C'est au début d'une période particulièrement bien remplie que vous avez accepté la responsabilité de gouverner la barque universitaire: aide fédérale aux universités, transfert des facultés à Dorigny, réorganisation de l'Université, réveil des étudiants... autant de problèmes dont chacun, à lui seul, eût pleinement suffi au bonheur du recteur le plus exigeant! Combien ingrate fut votre tâche! Faire accepter à notre gouvernement —justement barricadé derrière des consignes draconiennes de plus stricte économie —les requêtes innombrables et réitérées d'une Université en mal aigu de développement, avec cette circonstance aggravante d'une disparité criante dans les moyens de communication: l'un des interlocuteurs usant généreusement du verbe, l'autre mettant toute sa confiance dans la multiplicité de lettres savamment groupées en trains toujours bien partis, mais rarement revenus.
• • • • • • •
Travail à faire:
[1] Répondez brièvement à partir de l'extrait :
(a) Vers quel lieu les facultés devaient-elles être transférées ?
(b) Derrière quoi le gouvernement est-il dit barricadé ?
(c) Quel phénomène touchant les étudiants figure parmi les problèmes de la période ?
[2] Écrivez la suite de l'extrait consacré à la charge de recteur, en reprenant juste après sa dernière phrase.
Les entrées n'ont aucun rôle dans ce travail.
• • • • • • •
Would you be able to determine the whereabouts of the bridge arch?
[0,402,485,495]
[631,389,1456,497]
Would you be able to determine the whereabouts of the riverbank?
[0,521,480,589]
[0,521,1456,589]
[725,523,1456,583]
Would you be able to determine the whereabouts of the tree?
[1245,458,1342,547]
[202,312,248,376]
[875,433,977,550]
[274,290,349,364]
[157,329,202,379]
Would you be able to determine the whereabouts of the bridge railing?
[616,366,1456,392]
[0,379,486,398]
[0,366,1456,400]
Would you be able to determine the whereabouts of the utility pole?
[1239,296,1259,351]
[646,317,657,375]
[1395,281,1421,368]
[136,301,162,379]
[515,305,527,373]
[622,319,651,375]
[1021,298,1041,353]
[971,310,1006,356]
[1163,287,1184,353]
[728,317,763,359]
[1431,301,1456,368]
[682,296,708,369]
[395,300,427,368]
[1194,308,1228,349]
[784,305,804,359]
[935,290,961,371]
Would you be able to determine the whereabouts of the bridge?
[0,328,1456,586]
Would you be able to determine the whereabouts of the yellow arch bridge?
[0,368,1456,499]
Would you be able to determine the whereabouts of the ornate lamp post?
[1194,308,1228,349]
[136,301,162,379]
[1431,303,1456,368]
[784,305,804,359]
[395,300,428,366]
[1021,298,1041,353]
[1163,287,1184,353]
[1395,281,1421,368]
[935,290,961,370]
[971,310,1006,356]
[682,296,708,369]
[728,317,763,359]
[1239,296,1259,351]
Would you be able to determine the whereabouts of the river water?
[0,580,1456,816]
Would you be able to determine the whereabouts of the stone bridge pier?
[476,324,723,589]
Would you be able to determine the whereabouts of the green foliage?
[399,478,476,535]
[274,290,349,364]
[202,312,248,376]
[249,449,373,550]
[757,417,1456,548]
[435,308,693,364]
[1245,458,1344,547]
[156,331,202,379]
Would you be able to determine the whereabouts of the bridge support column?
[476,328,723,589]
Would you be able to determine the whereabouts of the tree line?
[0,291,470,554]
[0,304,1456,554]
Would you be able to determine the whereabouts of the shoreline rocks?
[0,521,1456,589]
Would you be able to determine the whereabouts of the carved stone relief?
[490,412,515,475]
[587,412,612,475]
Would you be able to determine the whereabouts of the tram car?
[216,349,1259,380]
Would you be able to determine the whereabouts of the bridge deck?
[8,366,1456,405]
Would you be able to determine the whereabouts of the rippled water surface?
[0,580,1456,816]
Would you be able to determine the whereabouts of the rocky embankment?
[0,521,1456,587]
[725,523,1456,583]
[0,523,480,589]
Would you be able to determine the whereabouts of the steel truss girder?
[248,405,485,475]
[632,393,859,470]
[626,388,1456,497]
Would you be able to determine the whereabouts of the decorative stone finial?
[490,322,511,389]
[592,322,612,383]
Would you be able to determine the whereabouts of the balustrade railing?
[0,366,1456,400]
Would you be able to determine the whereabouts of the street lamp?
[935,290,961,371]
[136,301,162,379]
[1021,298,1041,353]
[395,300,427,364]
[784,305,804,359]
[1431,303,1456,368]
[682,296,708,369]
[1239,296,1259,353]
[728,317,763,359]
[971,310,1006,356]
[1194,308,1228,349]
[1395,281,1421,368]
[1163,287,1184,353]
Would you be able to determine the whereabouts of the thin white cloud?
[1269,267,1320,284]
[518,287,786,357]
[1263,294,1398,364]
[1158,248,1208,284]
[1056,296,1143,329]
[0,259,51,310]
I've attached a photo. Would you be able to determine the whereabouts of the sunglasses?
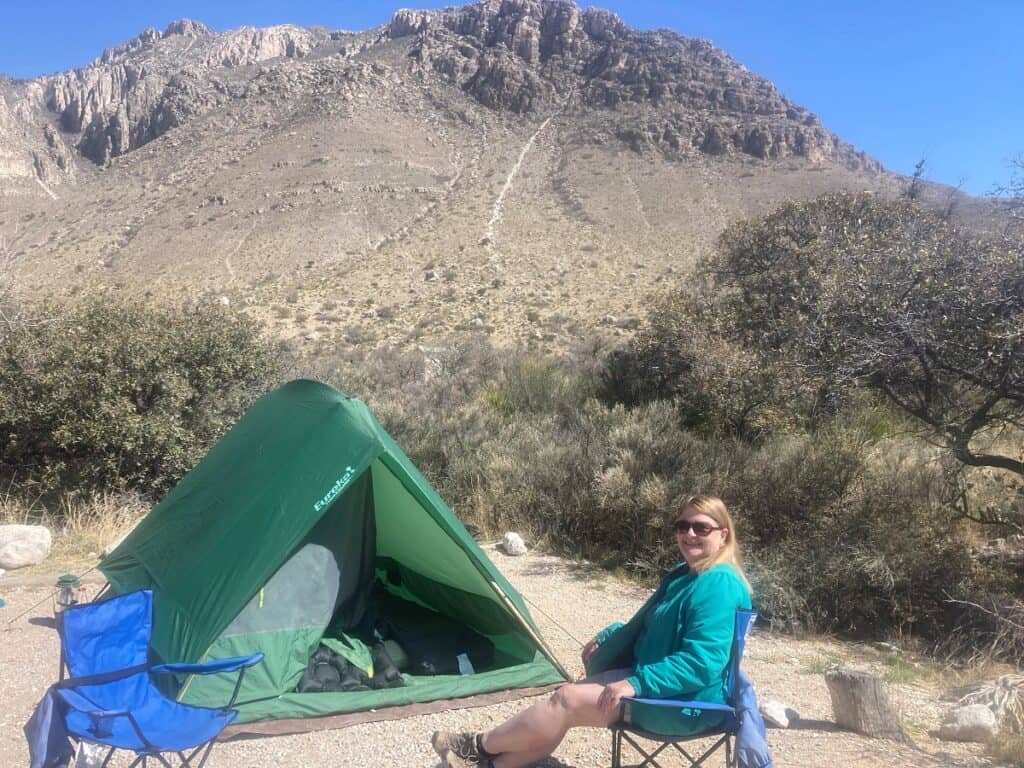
[673,520,725,539]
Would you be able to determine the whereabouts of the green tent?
[100,381,567,723]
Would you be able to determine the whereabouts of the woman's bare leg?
[482,680,618,768]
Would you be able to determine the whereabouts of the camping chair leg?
[613,731,685,768]
[178,738,214,768]
[675,733,732,768]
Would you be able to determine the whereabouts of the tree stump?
[825,667,913,744]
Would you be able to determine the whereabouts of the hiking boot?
[430,731,493,768]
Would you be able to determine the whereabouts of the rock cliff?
[0,0,881,190]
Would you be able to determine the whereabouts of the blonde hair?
[676,496,751,590]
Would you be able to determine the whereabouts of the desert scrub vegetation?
[0,300,278,499]
[296,340,999,663]
[599,195,1024,663]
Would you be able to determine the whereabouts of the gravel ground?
[0,550,990,768]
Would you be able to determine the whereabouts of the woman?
[431,496,751,768]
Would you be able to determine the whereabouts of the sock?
[476,733,498,765]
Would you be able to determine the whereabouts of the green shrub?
[296,343,975,645]
[0,300,275,494]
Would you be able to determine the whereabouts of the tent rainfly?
[100,380,568,723]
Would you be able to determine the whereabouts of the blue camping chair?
[54,590,263,768]
[609,610,758,768]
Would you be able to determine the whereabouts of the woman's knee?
[550,683,600,721]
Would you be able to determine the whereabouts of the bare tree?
[702,195,1024,487]
[992,154,1024,233]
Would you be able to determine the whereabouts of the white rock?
[502,530,526,556]
[939,705,997,743]
[758,698,800,728]
[0,525,53,570]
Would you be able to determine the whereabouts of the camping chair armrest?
[623,696,736,714]
[153,653,263,712]
[153,653,263,675]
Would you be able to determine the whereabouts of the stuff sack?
[375,589,495,675]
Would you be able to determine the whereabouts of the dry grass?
[988,733,1024,768]
[0,493,150,574]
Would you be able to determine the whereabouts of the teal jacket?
[587,563,751,734]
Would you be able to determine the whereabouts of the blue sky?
[0,0,1024,195]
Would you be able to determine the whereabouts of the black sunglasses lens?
[676,520,715,537]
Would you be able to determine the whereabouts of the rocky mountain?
[0,0,974,344]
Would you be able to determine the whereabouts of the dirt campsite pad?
[0,548,992,768]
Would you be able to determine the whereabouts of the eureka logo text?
[313,467,355,512]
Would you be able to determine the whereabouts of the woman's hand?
[597,680,637,712]
[580,637,597,667]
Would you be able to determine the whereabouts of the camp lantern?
[53,573,85,615]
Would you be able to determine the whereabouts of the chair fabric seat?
[26,590,263,768]
[60,673,238,753]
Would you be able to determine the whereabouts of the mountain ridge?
[0,0,983,346]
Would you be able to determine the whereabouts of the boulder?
[502,530,526,557]
[0,525,53,570]
[939,705,997,743]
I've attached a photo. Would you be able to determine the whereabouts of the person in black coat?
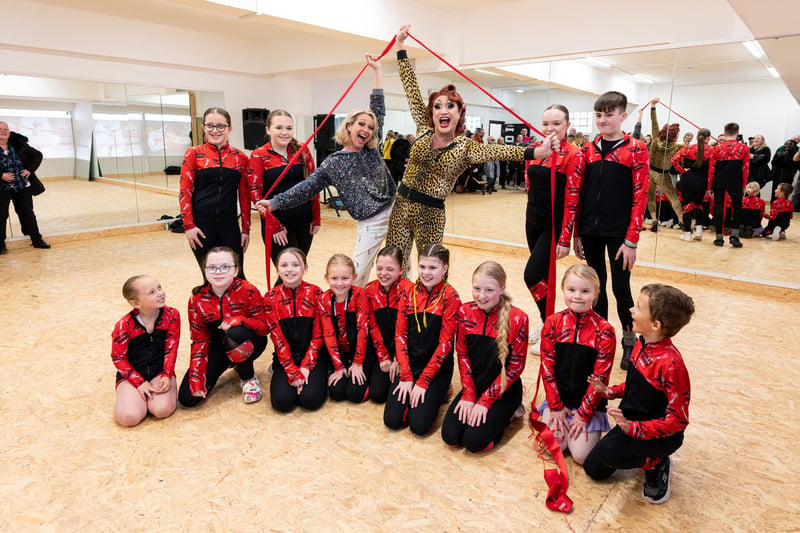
• • • • • • •
Corrigé de l'exercice:
[1]
(a) À Dorigny.
(b) Derrière des consignes draconiennes de plus stricte économie.
(c) Le réveil des étudiants.

[2]
Qu'importe, animé d'une évangélique ardeur, déployant sans cesse vos qualités d'homme de devoir et de paix, vous avez inlassablement

accepté de passer de l'Université à l'Etat et de l'Etat à l'Université, soucieux de garder toujours ouvert un dialogue qui, maintes fois, aurait pu sans vous tourner court.

L'Université vous remercie de tous les efforts généreux que vous avez consentis à son endroit. Quant au rectorat, il se réjouit à la pensée de pouvoir, longtemps encore, compter sur vos conseils dévoués et compétents au sein des divers comités et commissions auxquels vous appartenez.

Monsieur le Président de l'Union des étudiants lausannois,

Si Paris et sa grand-ville ont vécu les événements de mai, nous avons eu, nous à Lausanne, nos journées d'octobre. A peine était-il en place que, précipité dans le no man's land du numerus clausus, le rectorat s'est vu saisi d'un mandat destiné, dans les apparences en tous les cas, à l'opposer aux étudiants. Nulle surprise, Monsieur le Président, que le rectorat vous ait d'emblée trouvé sur son chemin.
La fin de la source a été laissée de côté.